**Exercise instructions**
Output the first line of the listing and each line after it, up to and including the line that contains "Query: man in blue uniform", exactly as written, minus the pictures.

**Data under study**
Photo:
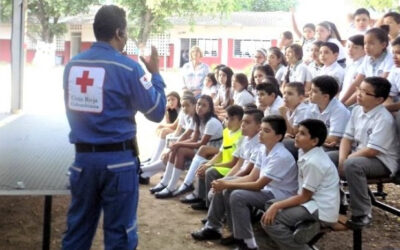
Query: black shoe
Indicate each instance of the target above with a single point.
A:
(227, 241)
(164, 195)
(358, 222)
(144, 180)
(242, 246)
(190, 200)
(199, 205)
(185, 190)
(157, 188)
(305, 231)
(206, 234)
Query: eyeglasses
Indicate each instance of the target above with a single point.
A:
(363, 92)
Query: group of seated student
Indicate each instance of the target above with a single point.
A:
(280, 139)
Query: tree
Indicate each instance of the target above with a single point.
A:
(378, 5)
(44, 16)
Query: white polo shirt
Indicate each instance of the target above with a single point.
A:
(279, 166)
(334, 70)
(375, 129)
(334, 116)
(298, 73)
(318, 174)
(394, 79)
(274, 108)
(351, 72)
(243, 98)
(370, 67)
(299, 114)
(247, 150)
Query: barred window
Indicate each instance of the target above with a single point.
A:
(246, 48)
(209, 47)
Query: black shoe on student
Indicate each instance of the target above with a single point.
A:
(201, 205)
(206, 234)
(358, 222)
(157, 188)
(242, 246)
(144, 180)
(227, 241)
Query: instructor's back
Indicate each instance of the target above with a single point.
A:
(103, 91)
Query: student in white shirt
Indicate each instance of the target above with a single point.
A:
(242, 95)
(317, 198)
(328, 54)
(327, 108)
(206, 129)
(296, 71)
(378, 62)
(269, 99)
(356, 54)
(369, 148)
(273, 177)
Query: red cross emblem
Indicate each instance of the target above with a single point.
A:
(84, 81)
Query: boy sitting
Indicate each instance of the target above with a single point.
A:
(268, 98)
(274, 177)
(327, 108)
(369, 148)
(317, 198)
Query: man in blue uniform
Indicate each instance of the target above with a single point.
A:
(103, 91)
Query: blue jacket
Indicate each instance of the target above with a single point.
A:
(103, 91)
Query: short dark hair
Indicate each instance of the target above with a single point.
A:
(316, 129)
(394, 15)
(327, 85)
(333, 47)
(381, 86)
(298, 86)
(235, 110)
(108, 19)
(268, 88)
(361, 11)
(357, 40)
(255, 113)
(310, 26)
(277, 123)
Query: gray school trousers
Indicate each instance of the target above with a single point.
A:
(281, 231)
(357, 171)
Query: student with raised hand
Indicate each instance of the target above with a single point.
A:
(317, 199)
(369, 148)
(307, 37)
(328, 54)
(378, 62)
(325, 107)
(327, 32)
(242, 95)
(277, 61)
(315, 65)
(296, 71)
(273, 177)
(355, 52)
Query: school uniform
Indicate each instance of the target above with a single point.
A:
(277, 165)
(375, 129)
(243, 98)
(318, 174)
(350, 75)
(370, 67)
(274, 108)
(298, 73)
(334, 116)
(334, 70)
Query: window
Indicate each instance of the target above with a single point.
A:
(209, 47)
(247, 48)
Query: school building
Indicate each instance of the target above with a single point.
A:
(231, 40)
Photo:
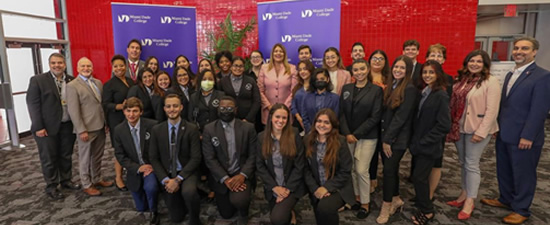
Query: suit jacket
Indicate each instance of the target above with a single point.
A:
(126, 153)
(84, 108)
(187, 146)
(524, 110)
(114, 92)
(341, 182)
(44, 103)
(275, 88)
(201, 113)
(431, 125)
(397, 123)
(292, 168)
(248, 101)
(215, 150)
(136, 91)
(360, 114)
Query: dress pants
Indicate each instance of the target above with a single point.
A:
(186, 199)
(146, 199)
(231, 202)
(89, 157)
(421, 173)
(391, 174)
(517, 175)
(55, 152)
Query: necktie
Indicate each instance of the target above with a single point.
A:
(135, 136)
(173, 152)
(92, 86)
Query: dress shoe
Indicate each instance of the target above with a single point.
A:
(92, 191)
(514, 218)
(494, 203)
(55, 194)
(104, 184)
(70, 185)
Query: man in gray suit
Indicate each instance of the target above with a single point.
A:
(51, 126)
(84, 105)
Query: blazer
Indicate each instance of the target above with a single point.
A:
(275, 88)
(126, 153)
(431, 125)
(44, 103)
(292, 169)
(114, 92)
(248, 100)
(143, 95)
(187, 146)
(341, 182)
(344, 78)
(524, 110)
(84, 108)
(360, 114)
(310, 108)
(480, 114)
(397, 123)
(216, 158)
(201, 113)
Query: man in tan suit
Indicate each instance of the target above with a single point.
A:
(84, 105)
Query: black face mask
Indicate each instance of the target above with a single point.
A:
(321, 84)
(226, 116)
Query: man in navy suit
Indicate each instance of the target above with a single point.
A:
(524, 106)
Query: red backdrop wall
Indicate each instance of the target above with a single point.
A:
(379, 24)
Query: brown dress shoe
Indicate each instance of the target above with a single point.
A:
(494, 203)
(104, 184)
(92, 191)
(514, 218)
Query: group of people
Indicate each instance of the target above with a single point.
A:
(299, 129)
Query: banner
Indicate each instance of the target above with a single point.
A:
(164, 31)
(293, 23)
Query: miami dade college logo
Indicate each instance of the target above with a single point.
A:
(307, 13)
(267, 16)
(166, 19)
(286, 38)
(123, 18)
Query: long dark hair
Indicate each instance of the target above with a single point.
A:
(287, 142)
(333, 143)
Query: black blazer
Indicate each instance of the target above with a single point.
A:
(214, 148)
(136, 91)
(431, 125)
(341, 182)
(248, 101)
(125, 150)
(397, 123)
(44, 103)
(187, 145)
(293, 168)
(201, 113)
(114, 92)
(360, 114)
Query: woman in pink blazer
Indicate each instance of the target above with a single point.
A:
(276, 80)
(339, 76)
(474, 110)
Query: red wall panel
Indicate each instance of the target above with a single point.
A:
(379, 24)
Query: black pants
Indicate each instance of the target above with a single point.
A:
(326, 209)
(421, 173)
(391, 174)
(231, 202)
(186, 199)
(55, 152)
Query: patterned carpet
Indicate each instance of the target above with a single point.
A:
(23, 200)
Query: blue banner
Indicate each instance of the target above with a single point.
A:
(293, 23)
(164, 31)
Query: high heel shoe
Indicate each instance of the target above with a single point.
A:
(464, 216)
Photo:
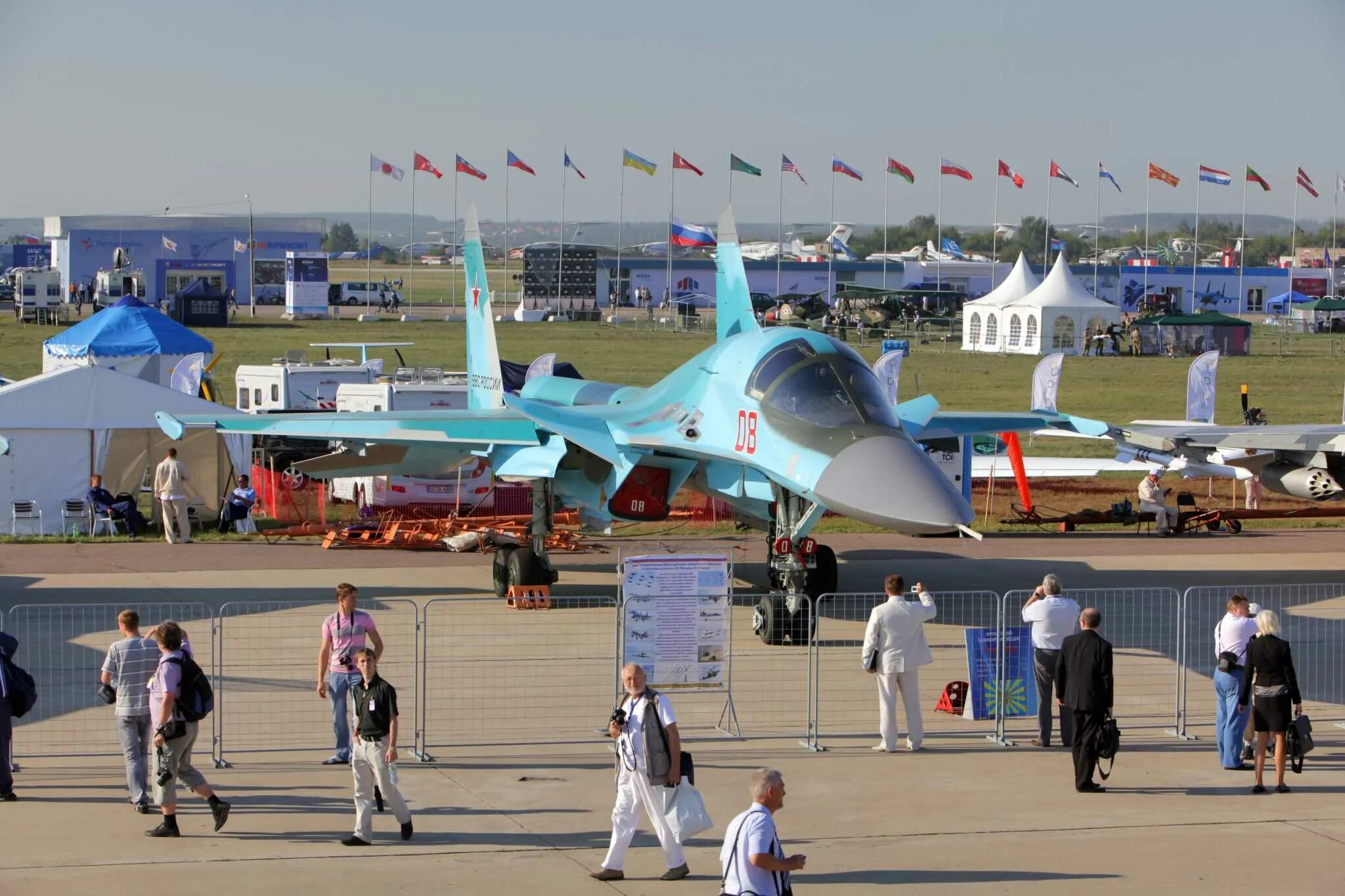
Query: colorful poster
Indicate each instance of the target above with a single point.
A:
(1020, 684)
(676, 618)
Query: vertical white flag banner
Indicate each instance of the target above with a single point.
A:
(542, 366)
(186, 373)
(888, 370)
(1200, 387)
(1046, 383)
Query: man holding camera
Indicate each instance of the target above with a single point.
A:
(376, 750)
(343, 634)
(649, 757)
(128, 668)
(175, 736)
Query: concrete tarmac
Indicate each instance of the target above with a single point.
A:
(962, 815)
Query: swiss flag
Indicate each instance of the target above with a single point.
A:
(424, 164)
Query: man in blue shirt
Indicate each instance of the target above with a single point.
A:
(101, 499)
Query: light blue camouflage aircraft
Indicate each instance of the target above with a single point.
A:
(782, 423)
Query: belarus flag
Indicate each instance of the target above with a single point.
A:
(1215, 177)
(684, 234)
(953, 168)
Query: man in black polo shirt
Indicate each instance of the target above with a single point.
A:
(373, 750)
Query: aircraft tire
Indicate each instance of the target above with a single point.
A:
(771, 618)
(499, 570)
(525, 568)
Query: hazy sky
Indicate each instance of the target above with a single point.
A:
(132, 106)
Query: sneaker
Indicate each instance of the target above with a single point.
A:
(676, 874)
(221, 813)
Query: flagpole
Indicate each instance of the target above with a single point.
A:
(560, 258)
(1242, 250)
(994, 227)
(1195, 249)
(369, 249)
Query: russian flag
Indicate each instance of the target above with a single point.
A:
(953, 168)
(684, 234)
(841, 168)
(1215, 177)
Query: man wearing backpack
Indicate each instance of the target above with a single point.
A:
(178, 700)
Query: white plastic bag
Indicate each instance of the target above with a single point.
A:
(684, 809)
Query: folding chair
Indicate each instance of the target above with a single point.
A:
(24, 511)
(74, 515)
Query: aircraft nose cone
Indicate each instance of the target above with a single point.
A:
(892, 482)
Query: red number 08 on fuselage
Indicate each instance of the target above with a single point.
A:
(745, 442)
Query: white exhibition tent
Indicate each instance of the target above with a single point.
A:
(1053, 316)
(984, 328)
(66, 425)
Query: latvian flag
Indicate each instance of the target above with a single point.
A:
(1215, 177)
(1306, 183)
(841, 168)
(953, 168)
(684, 234)
(1056, 171)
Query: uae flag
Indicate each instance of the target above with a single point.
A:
(898, 168)
(1056, 171)
(1166, 177)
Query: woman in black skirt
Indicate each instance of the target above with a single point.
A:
(1277, 700)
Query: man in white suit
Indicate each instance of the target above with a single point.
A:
(896, 637)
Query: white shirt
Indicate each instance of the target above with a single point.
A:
(1232, 634)
(748, 834)
(1053, 618)
(632, 736)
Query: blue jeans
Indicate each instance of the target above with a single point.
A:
(1228, 721)
(338, 691)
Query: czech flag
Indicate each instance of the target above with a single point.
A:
(1215, 177)
(953, 168)
(684, 234)
(424, 164)
(841, 168)
(514, 161)
(468, 168)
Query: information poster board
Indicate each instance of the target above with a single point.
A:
(1020, 691)
(305, 284)
(677, 620)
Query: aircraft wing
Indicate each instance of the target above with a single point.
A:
(953, 423)
(481, 427)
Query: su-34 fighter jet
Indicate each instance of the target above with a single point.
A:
(782, 423)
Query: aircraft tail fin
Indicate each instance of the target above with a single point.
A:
(732, 297)
(485, 387)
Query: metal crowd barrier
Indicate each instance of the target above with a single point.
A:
(847, 698)
(498, 676)
(1143, 626)
(265, 683)
(62, 647)
(1312, 620)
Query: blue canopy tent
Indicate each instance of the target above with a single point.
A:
(129, 337)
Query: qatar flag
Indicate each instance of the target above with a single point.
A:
(385, 168)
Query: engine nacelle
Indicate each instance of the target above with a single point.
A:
(1310, 482)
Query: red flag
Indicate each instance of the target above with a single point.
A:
(1005, 171)
(682, 163)
(424, 164)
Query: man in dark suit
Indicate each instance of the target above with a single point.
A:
(1084, 684)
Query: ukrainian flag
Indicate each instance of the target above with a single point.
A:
(631, 160)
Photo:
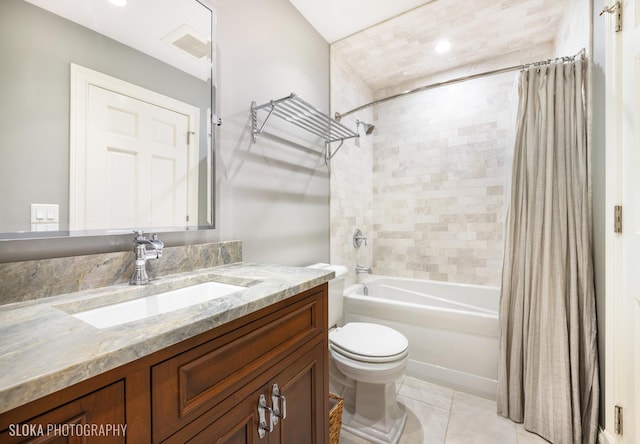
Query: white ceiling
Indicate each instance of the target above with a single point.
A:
(337, 19)
(391, 49)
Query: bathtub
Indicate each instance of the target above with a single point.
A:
(452, 328)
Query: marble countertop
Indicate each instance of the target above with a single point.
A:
(45, 349)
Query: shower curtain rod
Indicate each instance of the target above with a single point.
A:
(580, 54)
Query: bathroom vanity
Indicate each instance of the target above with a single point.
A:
(248, 367)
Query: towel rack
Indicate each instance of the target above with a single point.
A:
(303, 115)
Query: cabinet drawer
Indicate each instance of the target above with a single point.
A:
(189, 384)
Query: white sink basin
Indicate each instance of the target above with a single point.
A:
(136, 309)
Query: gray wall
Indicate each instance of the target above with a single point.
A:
(274, 194)
(34, 111)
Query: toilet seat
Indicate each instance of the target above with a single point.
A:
(371, 343)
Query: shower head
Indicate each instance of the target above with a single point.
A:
(368, 128)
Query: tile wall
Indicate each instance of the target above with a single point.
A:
(438, 181)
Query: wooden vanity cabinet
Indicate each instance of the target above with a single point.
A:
(207, 388)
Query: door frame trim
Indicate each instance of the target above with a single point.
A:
(81, 79)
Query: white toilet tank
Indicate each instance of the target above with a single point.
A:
(336, 291)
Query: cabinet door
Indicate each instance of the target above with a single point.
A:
(307, 397)
(302, 384)
(238, 426)
(95, 418)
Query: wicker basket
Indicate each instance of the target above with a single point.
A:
(336, 404)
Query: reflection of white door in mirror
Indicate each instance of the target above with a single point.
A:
(134, 156)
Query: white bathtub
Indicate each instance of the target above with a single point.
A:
(452, 328)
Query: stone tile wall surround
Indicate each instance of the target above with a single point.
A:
(351, 172)
(27, 280)
(438, 175)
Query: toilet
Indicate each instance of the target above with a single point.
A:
(365, 361)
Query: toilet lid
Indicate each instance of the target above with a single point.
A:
(369, 340)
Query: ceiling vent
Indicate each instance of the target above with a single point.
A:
(189, 41)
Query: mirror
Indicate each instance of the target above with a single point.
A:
(105, 117)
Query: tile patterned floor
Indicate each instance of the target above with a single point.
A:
(438, 415)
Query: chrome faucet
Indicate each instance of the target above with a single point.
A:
(142, 254)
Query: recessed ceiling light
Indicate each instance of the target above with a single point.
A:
(443, 46)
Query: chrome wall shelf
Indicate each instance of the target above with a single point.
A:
(303, 115)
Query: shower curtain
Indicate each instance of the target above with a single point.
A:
(548, 368)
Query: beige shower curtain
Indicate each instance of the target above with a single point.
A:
(548, 368)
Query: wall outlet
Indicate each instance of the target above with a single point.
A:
(45, 217)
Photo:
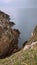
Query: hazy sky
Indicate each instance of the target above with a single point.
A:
(8, 5)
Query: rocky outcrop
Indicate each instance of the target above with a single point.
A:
(32, 41)
(8, 36)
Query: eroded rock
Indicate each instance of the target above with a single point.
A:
(8, 36)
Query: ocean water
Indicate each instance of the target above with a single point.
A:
(25, 20)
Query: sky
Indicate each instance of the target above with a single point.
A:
(9, 5)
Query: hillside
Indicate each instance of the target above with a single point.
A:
(23, 57)
(26, 56)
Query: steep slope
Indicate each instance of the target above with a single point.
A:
(26, 56)
(8, 36)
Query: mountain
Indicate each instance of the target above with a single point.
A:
(26, 56)
(8, 36)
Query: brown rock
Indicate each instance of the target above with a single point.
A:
(8, 36)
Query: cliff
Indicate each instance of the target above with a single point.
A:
(8, 36)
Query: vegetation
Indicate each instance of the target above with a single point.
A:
(23, 57)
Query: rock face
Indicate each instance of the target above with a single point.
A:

**Response**
Photo:
Query: black shoe
Indicate each instance of the target above with a single point.
A:
(227, 241)
(164, 195)
(358, 222)
(144, 180)
(242, 246)
(190, 200)
(199, 205)
(185, 190)
(157, 188)
(305, 231)
(206, 234)
Query: eyeglasses
Indicate each instance of the target above with a single point.
A:
(363, 92)
Query: group of seated student
Indicate each instance of the target above with a single point.
A:
(280, 139)
Query: tree
Indicate each instance of the target above with a single point.
A:
(378, 5)
(44, 16)
Query: white polo shirt
Indicate each instance of the target above with a single point.
A:
(279, 166)
(334, 70)
(375, 129)
(334, 116)
(298, 73)
(318, 174)
(394, 79)
(274, 108)
(351, 72)
(243, 98)
(370, 67)
(299, 114)
(247, 150)
Query: barred window
Indicate each instance of the target above with a single point.
A:
(246, 48)
(209, 47)
Query: black shoe on student
Indicate each instance of the target above with a single point.
A:
(201, 205)
(206, 234)
(358, 222)
(157, 188)
(242, 246)
(144, 180)
(227, 241)
Query: instructor's back
Indicate each instance of the target above with a single point.
A:
(103, 91)
Query: student in white shirt
Indicate each instance of the target above with a single point.
A:
(242, 95)
(317, 198)
(328, 54)
(327, 108)
(206, 129)
(296, 71)
(378, 62)
(269, 99)
(356, 54)
(369, 148)
(273, 177)
Query: red cross emblem
Indicate each instance of the target above with a single point.
A:
(84, 81)
Query: boy sitting
Indicate each instance of the target above with a single point.
A:
(268, 98)
(274, 177)
(327, 108)
(369, 148)
(317, 198)
Query: man in blue uniform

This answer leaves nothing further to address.